**Task directions**
Reproduce the records below verbatim, starting at the line that contains "of the wicker" and continuing through the end of the records, with both ends included.

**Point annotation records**
------------------------------------------------------------

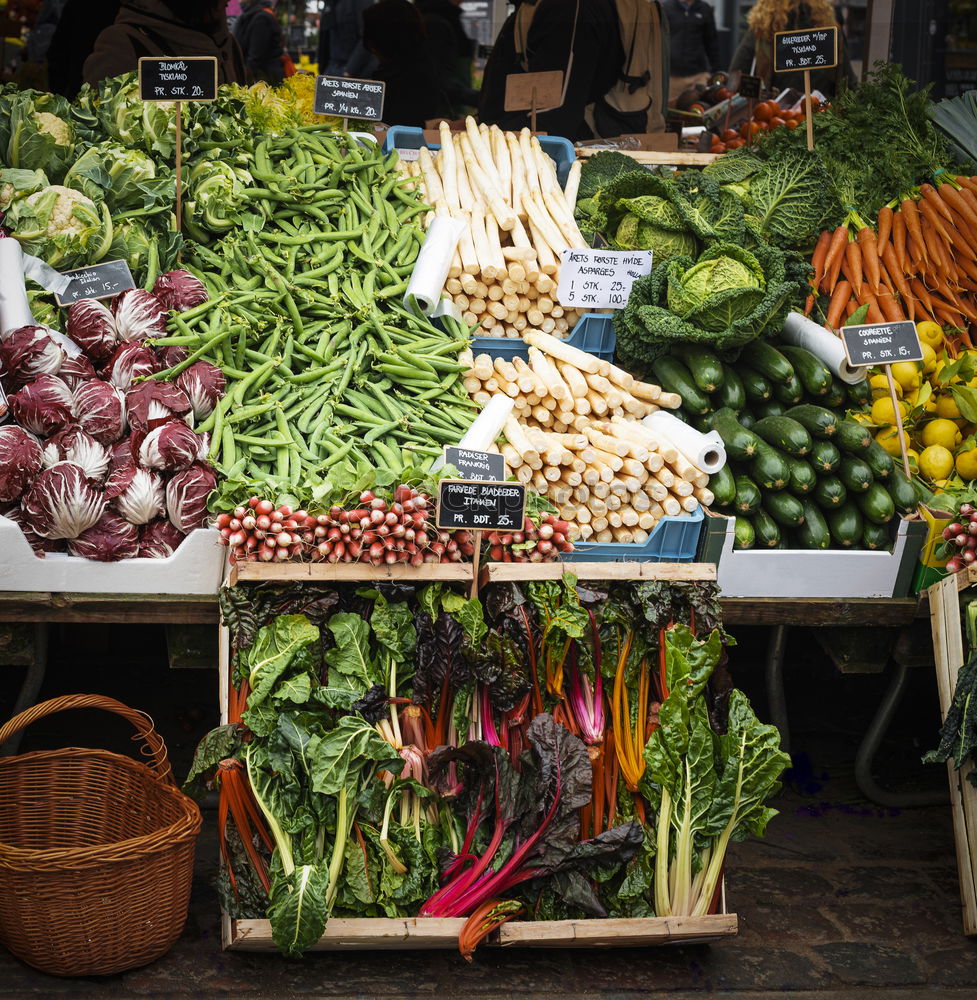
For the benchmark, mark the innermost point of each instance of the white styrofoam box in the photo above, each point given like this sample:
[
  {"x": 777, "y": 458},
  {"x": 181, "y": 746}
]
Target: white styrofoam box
[
  {"x": 812, "y": 573},
  {"x": 196, "y": 567}
]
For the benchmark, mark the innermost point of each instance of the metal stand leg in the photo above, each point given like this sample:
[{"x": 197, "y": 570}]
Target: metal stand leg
[
  {"x": 776, "y": 698},
  {"x": 870, "y": 746},
  {"x": 31, "y": 686}
]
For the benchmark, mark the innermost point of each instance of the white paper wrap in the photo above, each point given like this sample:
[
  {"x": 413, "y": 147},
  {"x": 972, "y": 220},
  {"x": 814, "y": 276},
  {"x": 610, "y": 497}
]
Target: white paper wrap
[
  {"x": 705, "y": 451},
  {"x": 822, "y": 343},
  {"x": 431, "y": 268}
]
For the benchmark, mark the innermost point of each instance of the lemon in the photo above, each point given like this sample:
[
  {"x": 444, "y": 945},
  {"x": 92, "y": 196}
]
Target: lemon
[
  {"x": 946, "y": 406},
  {"x": 883, "y": 412},
  {"x": 936, "y": 462},
  {"x": 888, "y": 437},
  {"x": 930, "y": 333},
  {"x": 966, "y": 464},
  {"x": 942, "y": 432}
]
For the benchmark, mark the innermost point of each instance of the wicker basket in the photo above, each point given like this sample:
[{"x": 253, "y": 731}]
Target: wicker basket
[{"x": 96, "y": 850}]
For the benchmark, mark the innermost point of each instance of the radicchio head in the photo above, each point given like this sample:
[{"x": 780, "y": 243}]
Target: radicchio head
[
  {"x": 101, "y": 410},
  {"x": 44, "y": 407},
  {"x": 204, "y": 383},
  {"x": 180, "y": 290},
  {"x": 159, "y": 539},
  {"x": 91, "y": 326},
  {"x": 186, "y": 496},
  {"x": 20, "y": 462},
  {"x": 109, "y": 539},
  {"x": 61, "y": 503},
  {"x": 139, "y": 315},
  {"x": 26, "y": 353}
]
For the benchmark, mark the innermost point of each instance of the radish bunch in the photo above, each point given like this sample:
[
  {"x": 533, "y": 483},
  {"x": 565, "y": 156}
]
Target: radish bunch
[
  {"x": 532, "y": 544},
  {"x": 961, "y": 537}
]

------------------------------------------------------------

**Written reply**
For the benchmark, mark the innermost point of each instance of the wicker basket in the photo above, each point given like this sample:
[{"x": 253, "y": 731}]
Target: wicker basket
[{"x": 96, "y": 850}]
For the benchmark, mark the innermost point of each instance of the radicchio head in the photo above, each point given like this sample:
[{"x": 780, "y": 243}]
Target: radicchio head
[
  {"x": 101, "y": 410},
  {"x": 44, "y": 407},
  {"x": 204, "y": 383},
  {"x": 180, "y": 290},
  {"x": 159, "y": 539},
  {"x": 91, "y": 326},
  {"x": 186, "y": 496},
  {"x": 20, "y": 462},
  {"x": 109, "y": 539},
  {"x": 61, "y": 503},
  {"x": 139, "y": 315},
  {"x": 26, "y": 353}
]
For the benchmark, mark the innermost point of each instance of the radish bunch in the photo above, each point given like this sample:
[
  {"x": 533, "y": 483},
  {"x": 565, "y": 156}
]
Target: radish bunch
[
  {"x": 532, "y": 544},
  {"x": 961, "y": 537}
]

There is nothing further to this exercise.